Brano citato:

_ _ _ _ _ _ _

Domenica 11 dicembre i ragazzi della Foa Boccaccio hanno intitolato il centro sportivo in via Rosmini a Monza ad Enrico Bracesco.

Ecco i video dell'iniziativa e, a seguire, la biografia di Enrico Bracesco.







Enrico Bracesco, caposquadra attrezzeria alla Breda V, arrestato il 13 marzo per strada a Monza. È il primo mutilato della Resistenza operaia. Di lui, oltre alla moglie Maria, diversi compagni hanno lasciato testimonianza, come Antonio Paleari, operaio nella stessa sezione, arrestato già nel gennaio con L. S. Bersan, G. Marchetti e M. Rizzardi davanti al Bar Prealpi di Sesto durante un passaggio di armi.

Anche nel caso di Bracesco l'antifascismo è «di famiglia»: il fratello Carlo gestisce una trattoria a Monza che funge da cerniera di collegamento tra l'organizzazione clandestina delle fabbriche sestesi le brigate Garibaldine delle montagne del lecchese. L'arresto di Enrico come quello dei compagni davanti al Bar Prealpi, intende provocare la rottura dei collegamenti con la montagna.

Nella testimonianza di Maria Bracesco, dopo 1'8 settembre, Enrico è costretto ad «andare in montagna»: più di una volta è stato in­dividuato per la sua attività clandestina. L'essere promotore degli scioperi del marzo 1943 gli avevano già causato circa un mese di carcere - tra attesa del processo e detenzione - e il conseguente licenziamento dalla Breda. Condannato a un anno perché «colpevole di abbandono del servizio» (durante il fascismo il termine «sciopero era stato abolito), veniva tuttavia liberato poiché la sentenza era passata nel frattempo in giudicato. Grazie all'intervento dei compagni di lavoro riusciva a farsi riassumere alla Breda, ben accolto anche dagli ingegneri Vezzani e Vallerani.

Quando inizia la Resistenza, Bracesco inizialmente si divide tra attività clandestina in fabbrica e fuori di essa; successivamente è conosciuto tra gli antifascisti più attivi come «il corriere delle armi». Il 4 novembre è a Sesto San Giovanni con un grande quantitativo di mitra caricati su di un camioncino, viene da Monza e ha l'incarico di portarle a Michele Robecchi a Muggiò.

_ _ _ _ _ _ _

Dati:
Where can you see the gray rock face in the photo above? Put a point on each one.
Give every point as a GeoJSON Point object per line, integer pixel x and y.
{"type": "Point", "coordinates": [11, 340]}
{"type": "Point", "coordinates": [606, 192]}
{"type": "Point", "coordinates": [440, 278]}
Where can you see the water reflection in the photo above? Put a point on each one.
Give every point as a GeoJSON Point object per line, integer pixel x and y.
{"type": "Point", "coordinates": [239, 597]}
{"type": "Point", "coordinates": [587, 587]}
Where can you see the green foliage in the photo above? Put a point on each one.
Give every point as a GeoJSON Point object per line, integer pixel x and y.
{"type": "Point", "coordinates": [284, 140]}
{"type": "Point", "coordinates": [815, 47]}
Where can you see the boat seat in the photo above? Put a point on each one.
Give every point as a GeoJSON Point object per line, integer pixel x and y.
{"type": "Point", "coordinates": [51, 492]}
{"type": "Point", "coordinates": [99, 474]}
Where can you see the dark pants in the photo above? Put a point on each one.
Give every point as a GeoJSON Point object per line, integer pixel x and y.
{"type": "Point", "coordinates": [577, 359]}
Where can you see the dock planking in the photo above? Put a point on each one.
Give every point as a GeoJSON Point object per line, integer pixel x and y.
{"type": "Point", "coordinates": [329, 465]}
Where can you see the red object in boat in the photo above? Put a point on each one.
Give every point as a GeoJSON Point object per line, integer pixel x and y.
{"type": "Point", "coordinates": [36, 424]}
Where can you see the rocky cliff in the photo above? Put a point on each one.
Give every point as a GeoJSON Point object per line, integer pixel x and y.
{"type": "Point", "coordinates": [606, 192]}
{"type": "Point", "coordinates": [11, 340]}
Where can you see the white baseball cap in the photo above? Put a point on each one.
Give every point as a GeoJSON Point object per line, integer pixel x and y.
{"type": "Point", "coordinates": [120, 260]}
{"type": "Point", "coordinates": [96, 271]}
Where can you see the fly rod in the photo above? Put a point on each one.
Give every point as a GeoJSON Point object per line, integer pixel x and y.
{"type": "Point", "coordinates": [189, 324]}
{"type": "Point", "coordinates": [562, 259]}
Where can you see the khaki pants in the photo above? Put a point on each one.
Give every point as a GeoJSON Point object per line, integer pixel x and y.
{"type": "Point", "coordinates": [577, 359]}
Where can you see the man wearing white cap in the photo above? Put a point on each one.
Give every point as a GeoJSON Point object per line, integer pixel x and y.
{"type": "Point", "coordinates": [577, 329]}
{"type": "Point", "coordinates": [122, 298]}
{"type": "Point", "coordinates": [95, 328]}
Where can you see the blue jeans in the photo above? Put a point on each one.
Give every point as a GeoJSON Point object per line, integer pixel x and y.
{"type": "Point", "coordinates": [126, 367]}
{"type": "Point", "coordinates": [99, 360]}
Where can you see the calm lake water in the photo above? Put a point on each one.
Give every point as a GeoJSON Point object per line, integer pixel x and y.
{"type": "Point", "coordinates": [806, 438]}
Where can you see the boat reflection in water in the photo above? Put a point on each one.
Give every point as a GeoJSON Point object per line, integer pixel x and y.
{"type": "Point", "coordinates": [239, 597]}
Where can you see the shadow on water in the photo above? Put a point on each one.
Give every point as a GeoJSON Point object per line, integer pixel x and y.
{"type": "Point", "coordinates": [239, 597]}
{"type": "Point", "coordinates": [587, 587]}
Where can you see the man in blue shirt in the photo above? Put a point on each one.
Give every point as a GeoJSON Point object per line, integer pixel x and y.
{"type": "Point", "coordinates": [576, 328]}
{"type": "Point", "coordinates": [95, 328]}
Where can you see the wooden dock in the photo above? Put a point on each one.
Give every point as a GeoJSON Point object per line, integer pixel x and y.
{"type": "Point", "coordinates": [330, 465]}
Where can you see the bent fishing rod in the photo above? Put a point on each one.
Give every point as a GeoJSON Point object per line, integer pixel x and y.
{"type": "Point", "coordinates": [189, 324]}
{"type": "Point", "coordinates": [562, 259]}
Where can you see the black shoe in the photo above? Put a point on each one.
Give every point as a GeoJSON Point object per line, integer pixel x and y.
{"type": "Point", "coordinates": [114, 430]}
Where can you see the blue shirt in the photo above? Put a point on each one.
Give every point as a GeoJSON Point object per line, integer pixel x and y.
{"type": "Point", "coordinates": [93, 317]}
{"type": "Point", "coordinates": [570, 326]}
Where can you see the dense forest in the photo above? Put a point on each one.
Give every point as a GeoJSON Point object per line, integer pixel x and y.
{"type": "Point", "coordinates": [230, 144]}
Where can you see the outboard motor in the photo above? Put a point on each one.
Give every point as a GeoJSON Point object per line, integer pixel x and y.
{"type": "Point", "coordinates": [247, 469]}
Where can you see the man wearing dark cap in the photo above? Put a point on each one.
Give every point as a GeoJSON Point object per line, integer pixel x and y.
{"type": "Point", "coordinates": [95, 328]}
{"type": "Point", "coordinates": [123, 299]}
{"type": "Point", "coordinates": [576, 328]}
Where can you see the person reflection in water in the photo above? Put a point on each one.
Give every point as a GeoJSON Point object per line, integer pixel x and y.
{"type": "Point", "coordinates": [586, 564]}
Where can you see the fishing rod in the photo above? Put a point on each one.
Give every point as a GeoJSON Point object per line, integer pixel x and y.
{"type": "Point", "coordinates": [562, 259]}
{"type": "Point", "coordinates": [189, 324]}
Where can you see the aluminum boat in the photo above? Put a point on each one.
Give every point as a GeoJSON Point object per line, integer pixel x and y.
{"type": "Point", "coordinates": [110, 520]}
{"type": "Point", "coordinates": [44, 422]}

_ _ _ _ _ _ _

Richiesta scritta 1:
Riproduca fedelmente la parte del brano su Enrico Bracesco che si apre con le parole contenenti «Domenica 11 dicembre» e si chiude con «di Enrico Bracesco.».
Richiesta scritta 2:
Riprenda il brano su Enrico Bracesco e ne scriva il seguito, partendo subito dopo l'ultima frase riportata.
Le righe riportate non hanno alcun rapporto con il brano citato.

Risultato dell'esercizio 1:
Domenica 11 dicembre i ragazzi della Foa Boccaccio hanno intitolato il centro sportivo in via Rosmini a Monza ad Enrico Bracesco.

Ecco i video dell'iniziativa e, a seguire, la biografia di Enrico Bracesco.

Risultato dell'esercizio 2:
(Sono armi che i militari in fuga dopo 1'8 settembre avevano sotterrato nel cortile della scuola Ugo Foscolo di Monza, delle quali i gappisti riescono a reinpossessarsi con grande coraggio, poiché la scuola nel frattempo era stata occupata dai repubblichini. Trattandosi di un grosso quantitativo, 72 mitra e 2 mitragliatrici il «corriere delle armi», E. Bracesco, provvede man mano a distribuirle).

La consegna viene eseguita con successo sennonché al ritorno, sulla strada tra Cinisello Balsamo e lo stabilimento staccato della Breda V, la «Taccona», verso il quale è diretto, il camioncino si rovescia. Viene trasportato all'ospedale di Monza dove è costretto a subire l'amputazione della gamba destra. Bracesco è un uomo coraggioso e non sarà questa disgrazia a fermarlo: è un gappista e fa parte del gruppo armato della Breda V. Persone sospette lo spiano anche in ospedale.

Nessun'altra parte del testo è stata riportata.